**Excerpted text**
— start —
Ampacity is the maximum continuous current a conductor can carry without exceeding its insulation temperature rating. It depends on:

• Conductor material — copper has higher ampacity than aluminum of the same AWG
• Insulation type — 60°C, 75°C, or 90°C rated
• Installation method — conduit fill, direct burial, free air, cable tray
• Ambient temperature — higher ambient means less headroom before the conductor overheats
• Number of current-carrying conductors — more bundled conductors = more derating

This tool uses a single simplified column for 75°C, not more than three current-carrying conductors — a common planning assumption.
— end —
(Dataset rows)
— start —
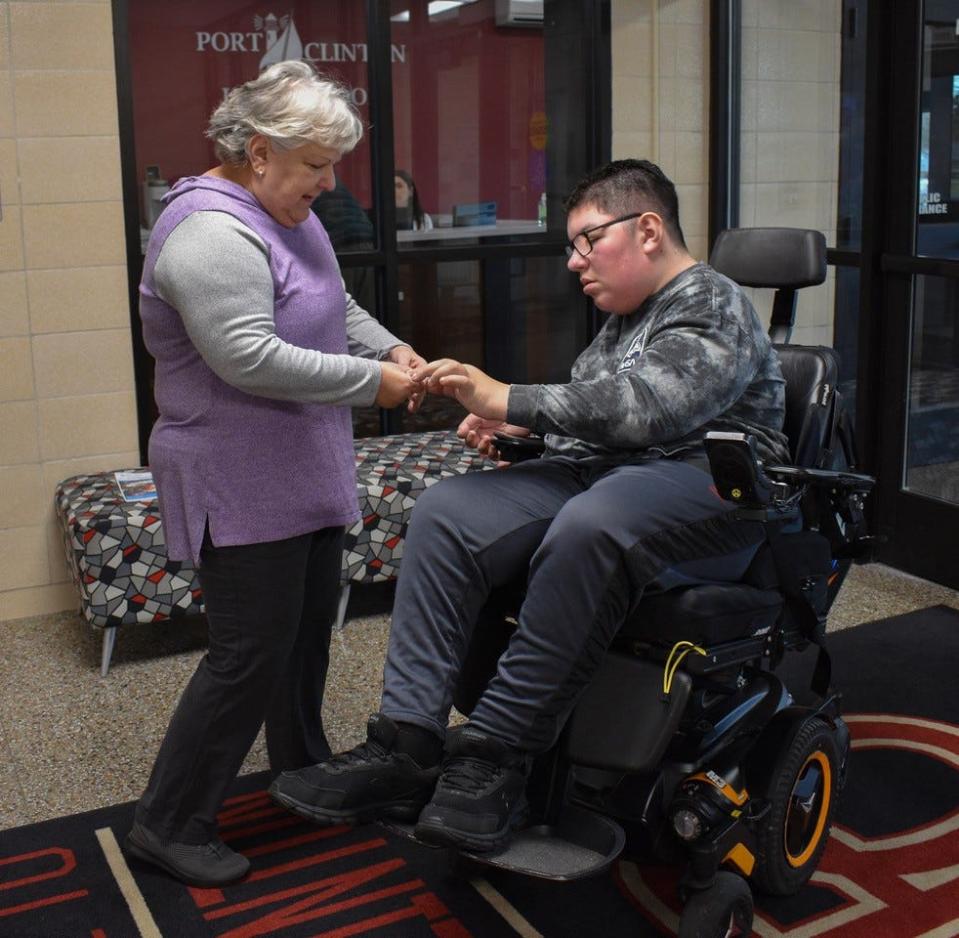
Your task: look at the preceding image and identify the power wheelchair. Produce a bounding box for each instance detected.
[420,229,874,938]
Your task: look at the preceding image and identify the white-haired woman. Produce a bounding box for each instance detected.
[127,62,422,886]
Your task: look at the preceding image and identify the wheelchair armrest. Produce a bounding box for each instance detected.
[765,466,876,492]
[493,433,546,462]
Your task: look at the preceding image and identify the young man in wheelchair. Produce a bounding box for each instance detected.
[271,160,789,852]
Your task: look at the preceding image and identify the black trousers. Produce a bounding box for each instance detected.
[136,527,343,843]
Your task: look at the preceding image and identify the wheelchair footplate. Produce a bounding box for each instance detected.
[380,805,626,880]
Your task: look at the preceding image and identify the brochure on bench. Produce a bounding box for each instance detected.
[113,469,156,502]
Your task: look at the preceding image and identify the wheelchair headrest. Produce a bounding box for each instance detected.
[776,345,839,469]
[709,228,826,290]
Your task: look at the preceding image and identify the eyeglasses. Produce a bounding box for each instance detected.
[566,212,646,257]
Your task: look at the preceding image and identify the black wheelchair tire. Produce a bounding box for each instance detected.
[750,717,841,896]
[677,870,753,938]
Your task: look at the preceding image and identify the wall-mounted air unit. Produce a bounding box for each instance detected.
[496,0,543,27]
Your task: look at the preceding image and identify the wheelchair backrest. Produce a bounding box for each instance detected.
[776,345,839,469]
[709,228,826,343]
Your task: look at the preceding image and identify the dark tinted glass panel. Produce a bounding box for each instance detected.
[391,0,547,246]
[916,0,959,257]
[904,276,959,504]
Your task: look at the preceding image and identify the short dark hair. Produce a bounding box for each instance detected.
[564,160,686,250]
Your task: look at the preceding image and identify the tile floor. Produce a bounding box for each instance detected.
[0,564,959,829]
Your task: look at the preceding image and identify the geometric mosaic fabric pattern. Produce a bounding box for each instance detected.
[56,430,492,628]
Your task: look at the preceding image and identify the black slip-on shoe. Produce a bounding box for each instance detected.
[270,713,440,825]
[415,725,529,853]
[126,823,250,887]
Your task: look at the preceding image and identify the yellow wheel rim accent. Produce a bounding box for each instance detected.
[783,750,832,869]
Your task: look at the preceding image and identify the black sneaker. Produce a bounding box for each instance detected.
[416,726,529,853]
[270,713,440,825]
[126,824,250,888]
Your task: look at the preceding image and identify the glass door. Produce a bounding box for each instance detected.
[879,0,959,587]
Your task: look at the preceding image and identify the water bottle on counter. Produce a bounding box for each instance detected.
[143,166,170,229]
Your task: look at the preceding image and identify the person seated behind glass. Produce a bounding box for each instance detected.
[311,179,376,311]
[270,160,788,851]
[393,169,433,231]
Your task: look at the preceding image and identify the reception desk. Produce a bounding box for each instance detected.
[396,218,546,246]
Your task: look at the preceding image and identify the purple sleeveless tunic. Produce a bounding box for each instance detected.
[140,176,359,563]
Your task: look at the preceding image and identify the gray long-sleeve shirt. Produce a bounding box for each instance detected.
[154,211,405,406]
[507,264,789,462]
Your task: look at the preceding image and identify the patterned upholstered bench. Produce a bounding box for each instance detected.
[56,430,491,674]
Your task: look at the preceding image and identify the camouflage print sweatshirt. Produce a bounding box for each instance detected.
[507,264,789,462]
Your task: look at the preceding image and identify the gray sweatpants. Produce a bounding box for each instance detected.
[382,458,763,752]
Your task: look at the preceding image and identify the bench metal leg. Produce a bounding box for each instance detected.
[335,583,350,629]
[100,625,117,677]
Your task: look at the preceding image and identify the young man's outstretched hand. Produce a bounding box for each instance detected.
[412,358,509,420]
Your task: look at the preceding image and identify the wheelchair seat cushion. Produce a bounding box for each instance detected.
[619,583,783,647]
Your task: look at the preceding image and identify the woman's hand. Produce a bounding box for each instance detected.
[387,345,426,414]
[413,358,509,420]
[375,362,423,407]
[456,414,530,466]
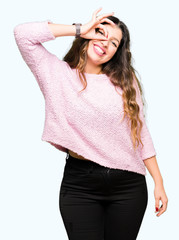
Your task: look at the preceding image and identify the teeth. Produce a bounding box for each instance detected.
[94,45,104,53]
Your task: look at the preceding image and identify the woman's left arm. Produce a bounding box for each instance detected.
[144,156,168,217]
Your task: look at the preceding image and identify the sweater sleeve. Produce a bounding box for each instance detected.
[14,20,65,97]
[134,77,156,160]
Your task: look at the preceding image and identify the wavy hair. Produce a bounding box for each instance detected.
[63,16,145,150]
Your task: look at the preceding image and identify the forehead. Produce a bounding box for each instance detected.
[104,24,122,41]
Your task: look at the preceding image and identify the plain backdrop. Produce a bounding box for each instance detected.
[0,0,179,240]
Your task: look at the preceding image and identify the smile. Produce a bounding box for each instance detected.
[93,44,106,56]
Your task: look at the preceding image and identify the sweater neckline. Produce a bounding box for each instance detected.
[72,68,108,79]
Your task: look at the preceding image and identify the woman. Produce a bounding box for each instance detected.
[14,8,168,240]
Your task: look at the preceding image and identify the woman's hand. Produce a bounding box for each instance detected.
[154,184,168,217]
[80,7,115,40]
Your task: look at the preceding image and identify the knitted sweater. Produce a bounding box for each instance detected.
[14,20,156,175]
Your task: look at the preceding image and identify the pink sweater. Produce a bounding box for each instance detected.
[14,20,156,175]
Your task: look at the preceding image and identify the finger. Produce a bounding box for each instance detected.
[93,7,102,18]
[100,18,115,25]
[98,24,108,37]
[157,204,167,217]
[155,198,159,212]
[98,12,114,21]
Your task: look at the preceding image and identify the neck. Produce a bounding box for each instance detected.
[85,61,102,74]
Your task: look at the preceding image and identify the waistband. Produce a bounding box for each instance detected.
[66,153,110,169]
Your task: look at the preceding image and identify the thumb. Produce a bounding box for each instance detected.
[155,198,159,212]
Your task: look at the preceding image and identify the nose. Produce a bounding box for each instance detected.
[101,40,109,47]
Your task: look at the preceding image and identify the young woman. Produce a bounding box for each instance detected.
[14,8,168,240]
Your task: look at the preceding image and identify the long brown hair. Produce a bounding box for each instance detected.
[63,16,145,150]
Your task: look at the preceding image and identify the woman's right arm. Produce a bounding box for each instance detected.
[48,23,76,37]
[14,20,73,95]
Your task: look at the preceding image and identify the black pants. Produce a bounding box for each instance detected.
[59,154,148,240]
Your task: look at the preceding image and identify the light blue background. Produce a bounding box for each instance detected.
[0,0,179,240]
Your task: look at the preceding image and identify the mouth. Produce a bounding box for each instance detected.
[93,44,106,56]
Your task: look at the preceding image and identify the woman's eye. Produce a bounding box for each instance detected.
[98,30,104,35]
[112,42,117,47]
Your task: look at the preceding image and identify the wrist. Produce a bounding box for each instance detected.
[72,23,82,38]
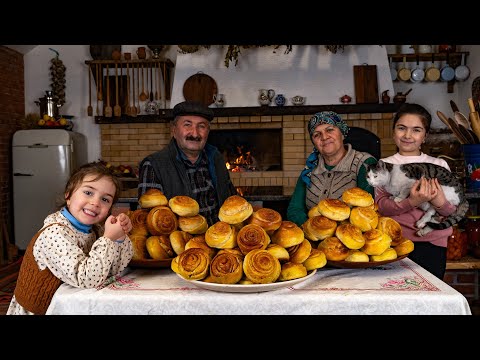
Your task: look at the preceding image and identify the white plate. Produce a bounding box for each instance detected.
[177,269,317,293]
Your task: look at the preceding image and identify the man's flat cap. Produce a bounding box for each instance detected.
[173,101,214,121]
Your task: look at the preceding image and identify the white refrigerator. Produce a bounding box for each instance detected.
[12,129,87,250]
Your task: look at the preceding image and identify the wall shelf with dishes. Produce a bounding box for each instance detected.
[387,51,470,93]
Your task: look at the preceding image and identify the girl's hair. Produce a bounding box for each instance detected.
[393,103,432,134]
[61,161,121,207]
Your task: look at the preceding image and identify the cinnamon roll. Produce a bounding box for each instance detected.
[147,206,178,235]
[237,224,270,255]
[243,249,282,284]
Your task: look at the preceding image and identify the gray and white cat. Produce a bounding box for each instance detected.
[367,160,469,236]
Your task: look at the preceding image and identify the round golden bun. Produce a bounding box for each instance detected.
[168,230,193,255]
[205,221,237,249]
[303,249,327,271]
[360,229,392,255]
[394,238,415,256]
[350,206,378,231]
[265,244,290,262]
[247,208,282,235]
[303,215,337,241]
[146,235,175,260]
[178,214,208,235]
[377,216,402,246]
[271,220,305,248]
[335,224,365,250]
[287,239,312,264]
[342,187,375,207]
[138,189,168,209]
[278,262,307,281]
[317,199,350,221]
[370,248,398,261]
[318,236,350,261]
[345,250,370,262]
[168,195,200,216]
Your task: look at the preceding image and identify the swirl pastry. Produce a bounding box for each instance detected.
[178,214,208,235]
[247,208,282,235]
[272,220,305,248]
[208,251,243,284]
[205,221,237,249]
[138,189,168,209]
[147,206,178,235]
[237,224,270,255]
[243,249,282,284]
[218,195,253,224]
[127,209,150,236]
[176,248,212,280]
[168,195,200,216]
[303,215,337,241]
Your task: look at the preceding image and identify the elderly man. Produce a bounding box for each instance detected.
— end —
**Objectives**
(a) Please output the ampacity excerpt from "Ampacity is the" to "common planning assumption.".
(b) List every factor that the ampacity excerpt says ampacity depends on.
(c) According to the ampacity excerpt, why does a higher ambient temperature matter for ampacity? Answer in one to three sentences.

**Expected answers**
(a)
Ampacity is the maximum continuous current a conductor can carry without exceeding its insulation temperature rating. It depends on:

• Conductor material — copper has higher ampacity than aluminum of the same AWG
• Insulation type — 60°C, 75°C, or 90°C rated
• Installation method — conduit fill, direct burial, free air, cable tray
• Ambient temperature — higher ambient means less headroom before the conductor overheats
• Number of current-carrying conductors — more bundled conductors = more derating

This tool uses a single simplified column for 75°C, not more than three current-carrying conductors — a common planning assumption.

(b)
• Conductor material
• Insulation type
• Installation method
• Ambient temperature
• Number of current-carrying conductors

(c) Ampacity is the maximum continuous current a conductor can carry without exceeding its insulation temperature rating. A higher ambient temperature leaves less headroom before the conductor overheats.